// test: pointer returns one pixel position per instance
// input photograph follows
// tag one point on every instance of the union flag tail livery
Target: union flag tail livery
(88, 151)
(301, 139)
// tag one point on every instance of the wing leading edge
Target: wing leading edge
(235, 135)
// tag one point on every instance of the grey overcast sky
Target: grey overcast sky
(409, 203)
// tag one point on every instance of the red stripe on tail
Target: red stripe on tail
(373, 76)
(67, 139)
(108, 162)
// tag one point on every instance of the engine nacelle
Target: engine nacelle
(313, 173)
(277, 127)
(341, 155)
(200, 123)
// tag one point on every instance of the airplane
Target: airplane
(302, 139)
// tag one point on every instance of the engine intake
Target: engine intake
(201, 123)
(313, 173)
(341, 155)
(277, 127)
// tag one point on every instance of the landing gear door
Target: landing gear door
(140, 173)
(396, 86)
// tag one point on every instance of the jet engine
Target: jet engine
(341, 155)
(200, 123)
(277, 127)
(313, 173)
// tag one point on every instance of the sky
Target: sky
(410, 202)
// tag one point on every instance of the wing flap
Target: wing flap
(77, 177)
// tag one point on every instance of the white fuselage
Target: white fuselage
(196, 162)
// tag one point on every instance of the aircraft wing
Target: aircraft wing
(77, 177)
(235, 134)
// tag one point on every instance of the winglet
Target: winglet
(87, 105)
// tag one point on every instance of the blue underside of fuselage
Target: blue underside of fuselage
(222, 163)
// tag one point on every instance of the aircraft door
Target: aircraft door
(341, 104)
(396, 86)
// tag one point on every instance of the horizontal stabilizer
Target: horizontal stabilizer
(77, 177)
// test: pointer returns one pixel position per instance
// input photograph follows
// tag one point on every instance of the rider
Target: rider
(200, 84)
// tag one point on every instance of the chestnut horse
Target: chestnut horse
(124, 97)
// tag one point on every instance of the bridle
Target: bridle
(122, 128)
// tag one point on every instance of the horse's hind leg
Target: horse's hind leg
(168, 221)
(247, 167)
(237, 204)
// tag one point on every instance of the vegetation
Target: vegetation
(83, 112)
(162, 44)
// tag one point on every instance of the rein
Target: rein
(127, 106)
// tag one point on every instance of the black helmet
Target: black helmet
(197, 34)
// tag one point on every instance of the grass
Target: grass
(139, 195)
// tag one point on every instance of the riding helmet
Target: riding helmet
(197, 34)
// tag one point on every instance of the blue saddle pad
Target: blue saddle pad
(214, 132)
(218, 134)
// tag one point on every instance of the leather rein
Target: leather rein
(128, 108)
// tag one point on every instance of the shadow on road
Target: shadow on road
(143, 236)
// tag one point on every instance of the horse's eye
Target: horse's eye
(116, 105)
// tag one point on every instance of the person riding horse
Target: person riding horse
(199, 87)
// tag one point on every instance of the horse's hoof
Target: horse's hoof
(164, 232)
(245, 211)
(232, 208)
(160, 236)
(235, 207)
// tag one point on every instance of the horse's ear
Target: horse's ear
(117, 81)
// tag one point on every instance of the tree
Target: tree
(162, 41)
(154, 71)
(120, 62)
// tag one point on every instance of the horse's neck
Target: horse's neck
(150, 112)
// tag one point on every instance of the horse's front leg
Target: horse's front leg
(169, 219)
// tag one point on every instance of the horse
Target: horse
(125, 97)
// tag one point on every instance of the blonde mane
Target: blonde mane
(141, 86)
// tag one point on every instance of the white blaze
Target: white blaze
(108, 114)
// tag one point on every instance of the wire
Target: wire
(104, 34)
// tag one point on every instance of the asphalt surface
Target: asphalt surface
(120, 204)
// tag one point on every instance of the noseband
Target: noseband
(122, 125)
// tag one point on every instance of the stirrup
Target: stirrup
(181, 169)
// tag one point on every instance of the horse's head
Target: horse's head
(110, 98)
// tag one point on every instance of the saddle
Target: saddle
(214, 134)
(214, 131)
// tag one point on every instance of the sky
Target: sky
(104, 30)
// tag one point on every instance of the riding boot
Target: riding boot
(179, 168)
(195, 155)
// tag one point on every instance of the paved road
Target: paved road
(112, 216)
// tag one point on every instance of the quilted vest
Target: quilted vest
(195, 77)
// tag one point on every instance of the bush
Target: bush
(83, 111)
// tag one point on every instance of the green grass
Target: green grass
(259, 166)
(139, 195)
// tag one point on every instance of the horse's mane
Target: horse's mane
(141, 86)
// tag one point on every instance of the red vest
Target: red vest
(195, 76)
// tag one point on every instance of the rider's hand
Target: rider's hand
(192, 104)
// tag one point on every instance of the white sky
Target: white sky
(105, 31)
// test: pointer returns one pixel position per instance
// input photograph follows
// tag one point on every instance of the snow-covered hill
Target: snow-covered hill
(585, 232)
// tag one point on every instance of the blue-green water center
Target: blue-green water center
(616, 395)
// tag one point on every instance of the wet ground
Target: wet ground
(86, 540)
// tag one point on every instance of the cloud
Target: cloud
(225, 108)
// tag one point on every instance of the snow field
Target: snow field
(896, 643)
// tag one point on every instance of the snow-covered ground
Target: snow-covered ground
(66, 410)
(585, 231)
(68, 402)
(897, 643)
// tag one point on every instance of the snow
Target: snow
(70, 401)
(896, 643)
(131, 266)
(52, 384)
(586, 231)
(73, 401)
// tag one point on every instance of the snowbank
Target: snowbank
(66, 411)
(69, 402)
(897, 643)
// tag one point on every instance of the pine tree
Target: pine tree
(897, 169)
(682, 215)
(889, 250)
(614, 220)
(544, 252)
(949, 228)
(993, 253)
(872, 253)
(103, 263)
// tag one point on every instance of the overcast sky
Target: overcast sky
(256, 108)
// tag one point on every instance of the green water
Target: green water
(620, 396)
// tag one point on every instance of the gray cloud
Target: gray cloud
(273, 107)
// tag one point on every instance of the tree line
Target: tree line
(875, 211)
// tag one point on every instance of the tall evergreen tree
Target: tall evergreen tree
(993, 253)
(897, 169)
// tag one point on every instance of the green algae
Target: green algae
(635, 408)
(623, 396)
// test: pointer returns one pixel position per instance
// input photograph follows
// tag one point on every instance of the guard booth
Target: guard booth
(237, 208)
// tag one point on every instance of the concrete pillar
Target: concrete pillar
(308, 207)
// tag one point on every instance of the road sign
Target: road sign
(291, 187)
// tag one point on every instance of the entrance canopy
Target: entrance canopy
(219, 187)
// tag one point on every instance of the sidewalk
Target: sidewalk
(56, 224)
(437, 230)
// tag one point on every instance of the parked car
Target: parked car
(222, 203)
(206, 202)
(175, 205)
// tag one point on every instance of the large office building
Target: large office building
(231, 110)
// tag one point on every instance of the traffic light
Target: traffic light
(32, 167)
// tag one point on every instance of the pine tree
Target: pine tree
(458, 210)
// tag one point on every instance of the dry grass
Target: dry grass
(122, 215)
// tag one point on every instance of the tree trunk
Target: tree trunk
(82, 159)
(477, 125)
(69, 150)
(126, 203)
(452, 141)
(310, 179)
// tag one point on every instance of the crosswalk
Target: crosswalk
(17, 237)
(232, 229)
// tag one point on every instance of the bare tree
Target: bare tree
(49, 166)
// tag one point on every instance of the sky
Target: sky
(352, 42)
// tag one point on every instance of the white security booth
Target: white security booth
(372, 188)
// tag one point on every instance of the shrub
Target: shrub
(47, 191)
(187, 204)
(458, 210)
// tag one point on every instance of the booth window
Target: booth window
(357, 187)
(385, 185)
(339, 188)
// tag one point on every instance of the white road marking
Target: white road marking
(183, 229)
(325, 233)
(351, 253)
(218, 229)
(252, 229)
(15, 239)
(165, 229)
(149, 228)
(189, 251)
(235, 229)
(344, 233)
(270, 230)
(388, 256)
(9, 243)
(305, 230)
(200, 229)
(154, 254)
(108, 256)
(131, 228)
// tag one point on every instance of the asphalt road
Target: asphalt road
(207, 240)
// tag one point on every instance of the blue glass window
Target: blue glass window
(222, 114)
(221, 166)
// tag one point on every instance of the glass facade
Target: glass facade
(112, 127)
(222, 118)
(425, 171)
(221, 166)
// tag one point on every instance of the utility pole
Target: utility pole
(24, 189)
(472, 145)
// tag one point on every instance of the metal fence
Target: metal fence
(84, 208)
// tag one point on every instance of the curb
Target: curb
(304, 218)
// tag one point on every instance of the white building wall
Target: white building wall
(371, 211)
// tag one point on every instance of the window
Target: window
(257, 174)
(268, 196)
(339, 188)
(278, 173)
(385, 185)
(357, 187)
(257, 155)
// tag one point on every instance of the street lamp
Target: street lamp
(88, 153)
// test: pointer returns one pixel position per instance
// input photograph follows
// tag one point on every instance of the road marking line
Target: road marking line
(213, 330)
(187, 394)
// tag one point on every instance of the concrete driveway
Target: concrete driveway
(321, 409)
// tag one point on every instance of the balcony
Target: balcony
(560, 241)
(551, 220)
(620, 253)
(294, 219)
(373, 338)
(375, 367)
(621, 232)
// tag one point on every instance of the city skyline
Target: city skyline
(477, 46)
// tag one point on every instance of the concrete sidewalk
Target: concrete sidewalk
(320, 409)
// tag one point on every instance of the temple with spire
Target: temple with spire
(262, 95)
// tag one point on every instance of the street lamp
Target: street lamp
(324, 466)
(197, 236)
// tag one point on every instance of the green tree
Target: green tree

....

# WHAT THE TASK ASKS:
Beginning at the line that contains "of the balcony", retype each line of the listing up to and including the last one, exactly as it stands, and nothing else.

# SOLVED PROBLEM:
// tag one point on every instance of the balcony
Target: balcony
(560, 241)
(551, 220)
(620, 253)
(294, 219)
(373, 338)
(375, 367)
(621, 232)
// tag one point on every instance of the city skyline
Target: city skyline
(477, 46)
// tag one point on every instance of the concrete sidewalk
Target: concrete sidewalk
(320, 409)
// tag one point on every instance of the temple with spire
Target: temple with spire
(262, 95)
// tag one point on every instance of the street lamp
Target: street lamp
(324, 466)
(197, 236)
// tag one point on every instance of the green tree
Target: green tree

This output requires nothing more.